Point annotation dataset records
■ ■ ■ ■ ■ ■ ■

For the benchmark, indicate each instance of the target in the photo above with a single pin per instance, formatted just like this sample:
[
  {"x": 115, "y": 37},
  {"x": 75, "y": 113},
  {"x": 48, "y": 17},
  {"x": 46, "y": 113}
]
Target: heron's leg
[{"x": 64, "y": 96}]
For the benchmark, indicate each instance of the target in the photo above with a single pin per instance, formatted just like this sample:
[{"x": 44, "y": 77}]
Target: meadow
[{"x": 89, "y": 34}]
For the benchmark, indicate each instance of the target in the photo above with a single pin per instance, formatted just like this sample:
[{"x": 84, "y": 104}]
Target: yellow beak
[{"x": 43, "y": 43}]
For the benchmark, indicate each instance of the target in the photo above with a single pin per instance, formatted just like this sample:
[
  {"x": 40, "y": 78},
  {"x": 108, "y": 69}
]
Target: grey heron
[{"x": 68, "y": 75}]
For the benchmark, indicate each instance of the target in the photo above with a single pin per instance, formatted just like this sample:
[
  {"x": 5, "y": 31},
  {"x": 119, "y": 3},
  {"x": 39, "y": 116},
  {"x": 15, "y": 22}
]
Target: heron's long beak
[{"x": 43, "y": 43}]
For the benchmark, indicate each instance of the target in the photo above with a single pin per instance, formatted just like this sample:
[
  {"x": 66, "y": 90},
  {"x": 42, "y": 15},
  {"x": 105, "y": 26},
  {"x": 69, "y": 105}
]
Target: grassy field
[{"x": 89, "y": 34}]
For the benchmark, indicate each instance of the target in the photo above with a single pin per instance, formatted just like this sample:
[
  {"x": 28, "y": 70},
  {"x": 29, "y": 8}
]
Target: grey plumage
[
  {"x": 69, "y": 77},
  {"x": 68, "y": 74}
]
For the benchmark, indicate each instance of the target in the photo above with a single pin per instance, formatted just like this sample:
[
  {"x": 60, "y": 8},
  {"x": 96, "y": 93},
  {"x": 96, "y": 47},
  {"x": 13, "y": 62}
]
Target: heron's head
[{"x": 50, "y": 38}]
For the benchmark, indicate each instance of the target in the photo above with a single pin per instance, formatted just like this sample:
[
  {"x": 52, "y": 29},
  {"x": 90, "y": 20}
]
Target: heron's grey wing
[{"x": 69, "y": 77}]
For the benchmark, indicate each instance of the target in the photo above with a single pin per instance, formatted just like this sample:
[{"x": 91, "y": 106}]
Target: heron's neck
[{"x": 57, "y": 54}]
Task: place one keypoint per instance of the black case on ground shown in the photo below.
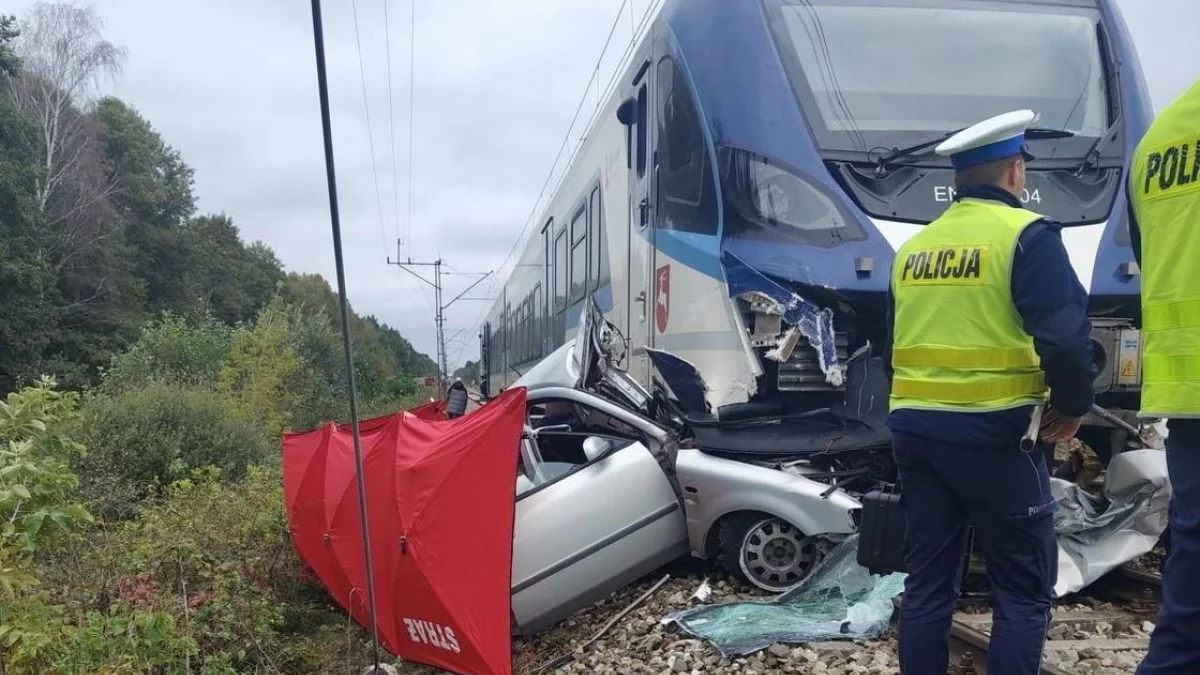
(881, 532)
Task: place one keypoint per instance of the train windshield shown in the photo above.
(876, 73)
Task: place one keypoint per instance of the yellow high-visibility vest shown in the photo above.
(1164, 190)
(958, 340)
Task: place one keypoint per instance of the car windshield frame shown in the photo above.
(847, 144)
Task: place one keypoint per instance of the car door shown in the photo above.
(592, 530)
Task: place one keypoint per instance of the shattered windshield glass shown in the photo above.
(840, 599)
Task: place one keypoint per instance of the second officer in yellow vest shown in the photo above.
(988, 320)
(1164, 227)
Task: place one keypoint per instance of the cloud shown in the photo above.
(232, 84)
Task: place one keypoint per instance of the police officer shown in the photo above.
(456, 400)
(1164, 227)
(988, 320)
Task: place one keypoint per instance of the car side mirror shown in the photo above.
(625, 111)
(594, 447)
(551, 429)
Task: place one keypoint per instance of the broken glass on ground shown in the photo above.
(840, 599)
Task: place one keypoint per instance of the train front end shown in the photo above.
(821, 117)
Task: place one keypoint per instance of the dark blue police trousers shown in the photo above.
(1005, 494)
(1175, 643)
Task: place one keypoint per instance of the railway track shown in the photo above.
(1108, 640)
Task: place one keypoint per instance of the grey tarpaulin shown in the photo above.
(839, 599)
(1101, 532)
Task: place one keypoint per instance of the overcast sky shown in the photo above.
(232, 84)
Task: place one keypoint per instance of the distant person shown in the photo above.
(456, 400)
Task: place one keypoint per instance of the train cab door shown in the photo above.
(636, 113)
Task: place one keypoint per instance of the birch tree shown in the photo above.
(64, 61)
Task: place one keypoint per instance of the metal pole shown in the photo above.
(439, 318)
(327, 129)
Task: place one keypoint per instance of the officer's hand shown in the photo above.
(1057, 428)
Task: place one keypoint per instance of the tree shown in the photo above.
(9, 33)
(153, 198)
(27, 286)
(64, 59)
(232, 279)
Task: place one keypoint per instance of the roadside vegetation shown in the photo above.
(149, 362)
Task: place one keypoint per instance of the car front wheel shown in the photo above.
(768, 553)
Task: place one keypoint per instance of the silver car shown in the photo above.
(607, 491)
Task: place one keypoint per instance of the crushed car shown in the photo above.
(615, 481)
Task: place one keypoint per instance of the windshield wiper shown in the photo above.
(1092, 156)
(883, 162)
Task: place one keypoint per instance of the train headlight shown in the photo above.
(767, 196)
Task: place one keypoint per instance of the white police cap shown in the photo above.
(994, 138)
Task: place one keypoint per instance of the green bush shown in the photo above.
(151, 436)
(173, 350)
(204, 579)
(36, 483)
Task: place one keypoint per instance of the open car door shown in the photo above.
(598, 353)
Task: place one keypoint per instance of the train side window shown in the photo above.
(561, 272)
(522, 335)
(642, 115)
(579, 254)
(528, 327)
(685, 171)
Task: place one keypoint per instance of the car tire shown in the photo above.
(767, 551)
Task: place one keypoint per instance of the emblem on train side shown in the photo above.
(663, 298)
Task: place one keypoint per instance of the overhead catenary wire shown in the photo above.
(366, 107)
(335, 226)
(412, 108)
(391, 119)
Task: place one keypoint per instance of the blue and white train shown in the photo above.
(739, 198)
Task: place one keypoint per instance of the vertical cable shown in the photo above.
(391, 120)
(412, 90)
(327, 130)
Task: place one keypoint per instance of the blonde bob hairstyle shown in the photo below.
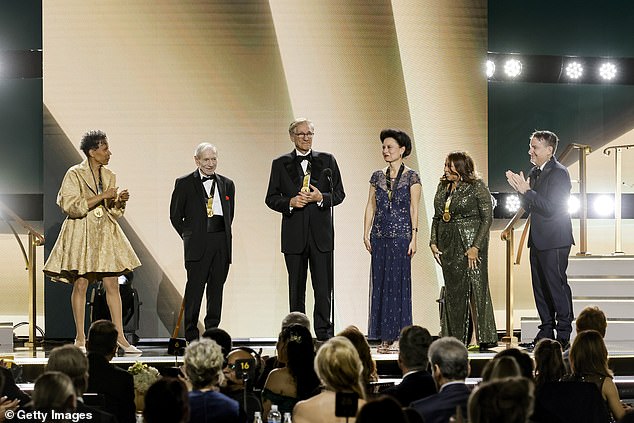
(203, 363)
(339, 367)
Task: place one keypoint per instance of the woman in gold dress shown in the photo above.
(463, 213)
(91, 245)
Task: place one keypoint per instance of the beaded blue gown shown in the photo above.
(391, 275)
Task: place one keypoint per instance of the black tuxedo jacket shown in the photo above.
(115, 384)
(547, 203)
(285, 182)
(188, 212)
(440, 407)
(413, 387)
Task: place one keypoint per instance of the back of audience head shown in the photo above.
(381, 409)
(102, 338)
(522, 358)
(54, 391)
(339, 367)
(221, 337)
(500, 368)
(71, 361)
(354, 335)
(414, 345)
(203, 363)
(298, 351)
(592, 318)
(549, 362)
(588, 354)
(507, 400)
(295, 318)
(450, 357)
(166, 401)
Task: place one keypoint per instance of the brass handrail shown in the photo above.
(35, 239)
(618, 247)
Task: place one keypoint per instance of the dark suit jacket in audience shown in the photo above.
(414, 386)
(440, 407)
(115, 384)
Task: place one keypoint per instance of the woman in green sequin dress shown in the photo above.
(463, 213)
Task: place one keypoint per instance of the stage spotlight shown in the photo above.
(604, 205)
(574, 70)
(607, 71)
(573, 205)
(513, 68)
(490, 70)
(512, 203)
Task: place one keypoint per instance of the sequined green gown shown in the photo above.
(471, 216)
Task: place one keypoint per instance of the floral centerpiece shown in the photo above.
(144, 376)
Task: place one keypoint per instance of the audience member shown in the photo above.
(357, 338)
(70, 360)
(590, 318)
(236, 387)
(417, 382)
(221, 337)
(450, 367)
(9, 390)
(116, 385)
(508, 400)
(54, 391)
(166, 402)
(297, 381)
(339, 368)
(522, 358)
(382, 409)
(549, 364)
(270, 363)
(500, 368)
(589, 363)
(203, 367)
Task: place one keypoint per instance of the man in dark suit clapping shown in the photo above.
(545, 194)
(201, 211)
(300, 189)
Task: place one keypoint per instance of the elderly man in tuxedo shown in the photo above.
(201, 211)
(544, 194)
(303, 186)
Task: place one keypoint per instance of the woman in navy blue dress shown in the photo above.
(390, 228)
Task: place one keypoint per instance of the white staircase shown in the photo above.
(606, 282)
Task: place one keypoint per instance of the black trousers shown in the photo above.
(322, 279)
(210, 271)
(553, 296)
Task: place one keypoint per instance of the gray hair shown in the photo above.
(299, 121)
(71, 361)
(451, 357)
(204, 146)
(203, 363)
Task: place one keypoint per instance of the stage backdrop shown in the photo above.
(161, 76)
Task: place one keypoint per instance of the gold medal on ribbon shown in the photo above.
(210, 207)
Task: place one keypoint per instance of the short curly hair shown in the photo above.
(203, 363)
(92, 140)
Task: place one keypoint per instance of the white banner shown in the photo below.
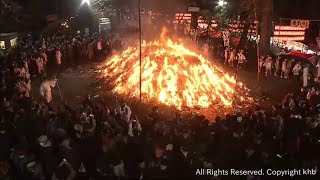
(300, 23)
(226, 40)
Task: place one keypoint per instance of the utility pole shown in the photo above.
(140, 46)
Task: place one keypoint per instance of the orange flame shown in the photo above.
(171, 74)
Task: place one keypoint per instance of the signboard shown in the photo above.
(104, 21)
(87, 31)
(300, 23)
(52, 17)
(318, 41)
(193, 9)
(295, 45)
(226, 39)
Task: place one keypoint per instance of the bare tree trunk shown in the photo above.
(266, 26)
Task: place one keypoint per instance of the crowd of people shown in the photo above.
(41, 142)
(234, 59)
(44, 58)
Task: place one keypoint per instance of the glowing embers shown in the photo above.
(172, 75)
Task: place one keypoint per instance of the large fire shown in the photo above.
(171, 74)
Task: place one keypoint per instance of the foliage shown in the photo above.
(11, 9)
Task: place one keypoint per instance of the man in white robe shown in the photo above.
(268, 65)
(45, 89)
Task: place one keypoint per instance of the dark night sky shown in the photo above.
(305, 9)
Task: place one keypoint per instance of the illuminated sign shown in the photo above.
(2, 45)
(300, 23)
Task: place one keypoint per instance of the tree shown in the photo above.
(11, 10)
(263, 12)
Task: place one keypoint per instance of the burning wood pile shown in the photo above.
(172, 75)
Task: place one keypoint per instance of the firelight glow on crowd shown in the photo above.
(151, 98)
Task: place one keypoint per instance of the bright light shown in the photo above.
(85, 2)
(222, 3)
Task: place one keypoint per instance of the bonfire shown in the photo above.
(173, 75)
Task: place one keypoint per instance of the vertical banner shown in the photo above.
(300, 23)
(226, 40)
(87, 31)
(318, 41)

■ ■ ■ ■ ■ ■ ■

(Exercise) Extract, character for character, every line from the one that holds "Task: place one keypoint per instance of the gray" through the end of the entries above. Include both boundary lines and no pictures.

(Exercise output)
Task: place one keypoint per instance of the gray hair shown in the photo above.
(299, 121)
(71, 361)
(451, 357)
(204, 146)
(203, 363)
Task: place one keypoint per instance of the stage backdrop shown in the photo above.
(161, 76)
Task: place one keypoint per instance of the gold medal on ribbon shown in the photo above.
(210, 207)
Task: place one keypoint per instance of the short curly hair shown in the photo above.
(203, 363)
(92, 140)
Task: place one keypoint per instance of the white banner shown in the photo below.
(300, 23)
(226, 40)
Task: place one keypoint per instance of the utility pole shown in the photo above.
(140, 46)
Task: place one keypoint per instance of the orange flame shown in the photo above.
(171, 74)
Task: place one keypoint per instance of the signboard shown in the photo above.
(104, 21)
(87, 31)
(300, 23)
(52, 17)
(318, 41)
(193, 9)
(295, 45)
(226, 39)
Task: place one keypoint per instance of the bare tree trunk shown in the photo above.
(266, 26)
Task: place one keypoint per instance of the crowd of people shown in the photo above.
(41, 142)
(234, 59)
(44, 58)
Task: place one keypoint per instance of the glowing embers shown in the photo above.
(172, 75)
Task: place one keypoint per instance of the large fire shown in the photo above.
(171, 74)
Task: place one keypoint per instance of the foliage shown in the photo above.
(11, 9)
Task: place one keypoint per instance of the man in white robe shown in the photo above.
(268, 65)
(45, 89)
Task: place one keypoint per instance of the dark night sky shown in the photo above.
(305, 9)
Task: place one keypoint per instance of the illuminated sign shown in the photo above.
(2, 45)
(300, 23)
Task: place one keypoint per instance of the tree shown in the photo above.
(11, 10)
(263, 12)
Task: place one keypoint per instance of the burning wood pile shown in the photo above.
(172, 75)
Task: place one keypoint per instance of the firelight glow on crowd shown in the photo above.
(151, 98)
Task: place one keypoint per instance of the bright light shown in the photo above.
(85, 2)
(222, 3)
Task: place one keypoint per instance of the bonfire shown in the photo above.
(173, 75)
Task: place one keypoint per instance of the vertical banner shown in the photo above.
(300, 23)
(226, 40)
(87, 31)
(318, 41)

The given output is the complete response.